(Stored data entries)
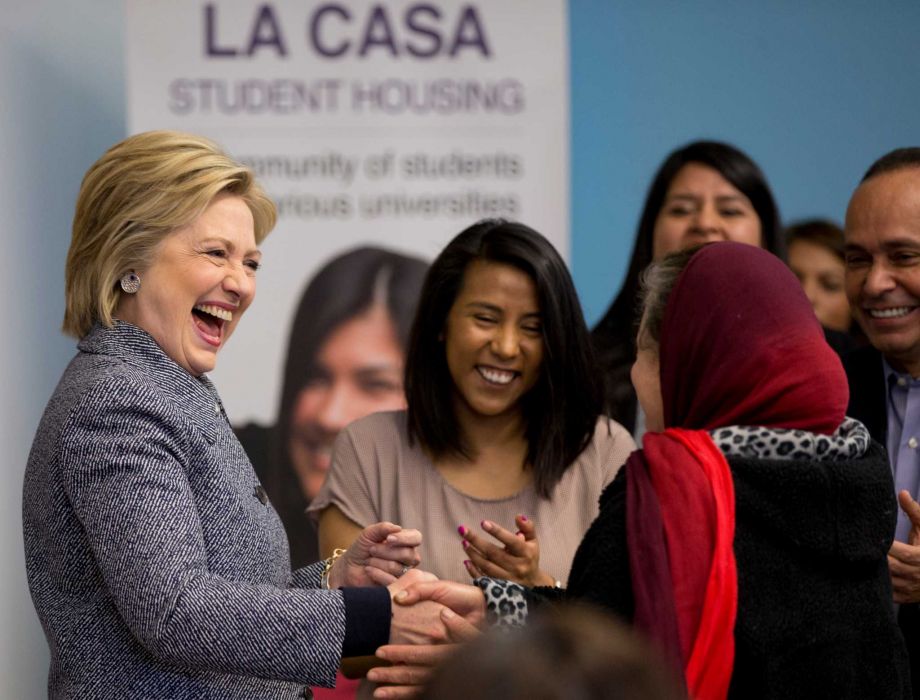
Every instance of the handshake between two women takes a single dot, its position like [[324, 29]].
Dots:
[[429, 616]]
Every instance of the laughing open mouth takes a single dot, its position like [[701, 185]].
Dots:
[[895, 312], [210, 320], [496, 376]]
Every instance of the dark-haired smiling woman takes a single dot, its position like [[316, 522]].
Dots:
[[503, 429]]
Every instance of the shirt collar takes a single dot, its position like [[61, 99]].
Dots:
[[194, 396]]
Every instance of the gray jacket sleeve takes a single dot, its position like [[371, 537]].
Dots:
[[132, 469]]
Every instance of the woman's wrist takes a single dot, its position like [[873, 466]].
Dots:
[[331, 578]]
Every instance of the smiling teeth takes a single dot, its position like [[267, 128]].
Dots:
[[496, 376], [215, 311], [890, 313]]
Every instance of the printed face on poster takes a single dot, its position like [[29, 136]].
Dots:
[[391, 125]]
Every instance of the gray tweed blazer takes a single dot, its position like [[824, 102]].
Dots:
[[155, 562]]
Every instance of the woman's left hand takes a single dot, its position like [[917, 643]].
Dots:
[[379, 555], [518, 559]]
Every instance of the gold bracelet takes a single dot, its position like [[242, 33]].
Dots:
[[327, 568]]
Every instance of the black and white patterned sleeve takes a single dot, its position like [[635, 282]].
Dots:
[[506, 602]]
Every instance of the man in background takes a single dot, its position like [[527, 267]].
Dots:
[[882, 253]]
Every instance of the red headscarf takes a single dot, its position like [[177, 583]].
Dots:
[[740, 345]]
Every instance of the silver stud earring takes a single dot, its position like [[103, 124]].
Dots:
[[130, 283]]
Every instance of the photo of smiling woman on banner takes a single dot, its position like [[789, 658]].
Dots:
[[345, 359]]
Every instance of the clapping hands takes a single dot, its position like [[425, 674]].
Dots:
[[516, 557]]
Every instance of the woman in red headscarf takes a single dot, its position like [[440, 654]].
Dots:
[[748, 538], [757, 517]]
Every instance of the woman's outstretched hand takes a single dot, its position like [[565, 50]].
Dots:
[[379, 555], [516, 558], [461, 611]]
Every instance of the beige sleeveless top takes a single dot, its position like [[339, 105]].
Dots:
[[376, 475]]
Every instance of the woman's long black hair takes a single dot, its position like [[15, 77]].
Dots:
[[561, 410]]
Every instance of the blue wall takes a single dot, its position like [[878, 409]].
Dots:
[[813, 91]]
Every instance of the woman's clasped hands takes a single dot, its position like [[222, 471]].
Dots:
[[379, 555], [454, 610]]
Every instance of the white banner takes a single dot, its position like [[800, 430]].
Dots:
[[393, 123]]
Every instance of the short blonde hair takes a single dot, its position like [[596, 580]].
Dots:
[[139, 191]]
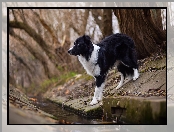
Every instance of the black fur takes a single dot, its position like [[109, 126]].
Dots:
[[116, 47]]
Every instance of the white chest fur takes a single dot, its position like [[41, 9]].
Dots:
[[90, 66]]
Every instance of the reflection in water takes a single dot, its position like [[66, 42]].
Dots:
[[67, 117]]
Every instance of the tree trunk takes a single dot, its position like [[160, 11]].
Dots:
[[139, 24]]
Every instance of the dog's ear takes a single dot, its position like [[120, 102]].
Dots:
[[86, 38]]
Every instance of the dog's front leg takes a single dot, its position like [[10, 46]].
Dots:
[[98, 94]]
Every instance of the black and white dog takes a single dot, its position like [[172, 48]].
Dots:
[[117, 49]]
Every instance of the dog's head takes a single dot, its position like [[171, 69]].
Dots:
[[81, 46]]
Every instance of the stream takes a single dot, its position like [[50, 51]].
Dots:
[[64, 116]]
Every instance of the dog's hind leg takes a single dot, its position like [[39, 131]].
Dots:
[[136, 74], [98, 94], [121, 81]]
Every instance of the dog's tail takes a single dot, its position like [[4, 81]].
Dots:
[[126, 71]]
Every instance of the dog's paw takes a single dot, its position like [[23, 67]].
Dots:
[[119, 86], [135, 77], [94, 101]]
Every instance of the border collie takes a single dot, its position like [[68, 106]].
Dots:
[[117, 49]]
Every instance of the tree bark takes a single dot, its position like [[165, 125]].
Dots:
[[138, 24]]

* TASK DIRECTIONS *
Put every line of the data above into a JSON list of strings, one string per line, leaving out blank lines and the picture lines.

* SOLUTION TO THE EXERCISE *
[
  "Every instance of the handshake between two women takes a single dot, its position like [[324, 29]].",
  "Dots:",
  "[[429, 616]]",
  "Every instance of the laughing open mouth takes a single dot, its position like [[701, 185]].",
  "Dots:",
  "[[895, 312], [210, 320], [496, 376]]",
  "Every instance of the dark-haired smiling woman takes a single dot, its position like [[316, 522]].",
  "Dots:",
  "[[503, 429]]",
  "Every instance of the shirt collar takes a single dot, its position like [[61, 99]].",
  "Dots:",
  "[[194, 396]]",
  "Every instance of the gray jacket sleeve takes a single dot, its position like [[371, 537]].",
  "Dots:",
  "[[132, 469]]",
  "Every instance of the woman's wrist takes a single dot, its position like [[873, 466]].",
  "Dots:",
  "[[331, 578]]",
  "Every instance of the smiling teeth takes a single dot, its position like [[267, 128]].",
  "Dots:",
  "[[496, 376], [215, 311], [890, 313]]",
  "Every instance of the printed face on poster takes a single dot, its position like [[29, 136]].",
  "Dots:",
  "[[391, 125]]",
  "Every instance of the gray tweed blazer takes a single dot, its position like [[824, 102]].",
  "Dots:",
  "[[155, 562]]",
  "Every instance of the woman's left hand takes a single dot, its position like [[917, 643]].",
  "Dots:",
  "[[379, 555], [518, 559]]",
  "Every instance of the gold bracelet takes a single dot, its position like [[242, 33]].",
  "Dots:",
  "[[327, 568]]",
  "Every instance of the black and white patterned sleeve takes a single dot, its position like [[635, 282]].",
  "Dots:",
  "[[506, 602]]",
  "Every instance of the man in background takes a single dot, its position like [[527, 267]].",
  "Dots:",
  "[[882, 253]]",
  "Every instance of the red headscarf takes a single dot, its position like [[177, 583]].",
  "Dots:",
  "[[740, 345]]",
  "Every instance of the silver stud earring takes a single dot, its position like [[103, 124]].",
  "Dots:",
  "[[130, 283]]",
  "Every instance of the photo of smiling woman on banner takes a single dot, its position like [[789, 658]].",
  "Dots:",
  "[[345, 359]]",
  "Every instance of the clapping hands takes a single dot, its position like [[425, 674]].",
  "Dots:",
  "[[516, 557]]",
  "Every instance of the woman in red headscarf takes a single dot, its position like [[440, 654]].",
  "Dots:",
  "[[748, 538], [757, 517]]",
  "Every instance of the woman's outstretched hand takes a single dot, its position like [[565, 50]].",
  "Dots:",
  "[[379, 555], [516, 558], [461, 611]]",
  "Every instance of the beige sleeveless top takes a single dot, its position like [[339, 105]].",
  "Dots:",
  "[[376, 475]]",
  "Every instance of the woman's long black hair takes a single dot, its position like [[15, 77]].",
  "Dots:",
  "[[561, 410]]",
  "Every instance of the blue wall takes a single dot, its position like [[878, 409]].",
  "Dots:",
  "[[813, 91]]",
  "Every instance of the woman's clasped hands takes a single dot, its position like [[222, 471]].",
  "Dots:",
  "[[379, 555], [454, 610]]",
  "Every instance of the white banner takes a single dot, its position like [[800, 430]].",
  "Dots:",
  "[[393, 123]]",
  "Every instance of the short blonde hair takes a single dot, its position like [[596, 580]].",
  "Dots:",
  "[[139, 191]]",
  "Every instance of the black fur takes a single dot, its position like [[109, 126]].",
  "Dots:",
  "[[116, 47]]",
  "Every instance of the white chest fur takes a single dot, its position like [[41, 9]].",
  "Dots:",
  "[[90, 66]]",
  "Every instance of the reflection in water takes a single dot, its position like [[66, 42]].",
  "Dots:",
  "[[67, 117]]",
  "Every instance of the tree trunk takes a single dot, its position like [[160, 11]].",
  "Dots:",
  "[[139, 24]]",
  "Every instance of the dog's ear takes a single dot, its position like [[120, 102]].",
  "Dots:",
  "[[86, 38]]",
  "Every instance of the dog's front leg takes a single dot, its position like [[10, 46]].",
  "Dots:",
  "[[98, 94]]",
  "Every instance of the black and white dog takes a single dot, its position like [[172, 48]].",
  "Dots:",
  "[[117, 49]]",
  "Every instance of the dog's head takes a single dot, its position like [[171, 69]].",
  "Dots:",
  "[[81, 46]]",
  "Every instance of the stream takes a single dot, its position like [[50, 51]].",
  "Dots:",
  "[[64, 116]]",
  "Every instance of the dog's hind leg takes a single dot, its position like [[39, 131]].",
  "Dots:",
  "[[136, 74], [98, 94], [121, 81]]",
  "Every instance of the dog's tail takes a single dot, its position like [[4, 81]].",
  "Dots:",
  "[[126, 71]]",
  "Every instance of the dog's paw takes a single dot, its position like [[23, 67]].",
  "Dots:",
  "[[119, 86], [135, 77], [94, 101]]",
  "Every instance of the border collie takes a single dot, its position like [[68, 106]].",
  "Dots:",
  "[[117, 49]]",
  "Every instance of the tree bark takes a single dot, its position like [[165, 125]].",
  "Dots:",
  "[[138, 24]]"
]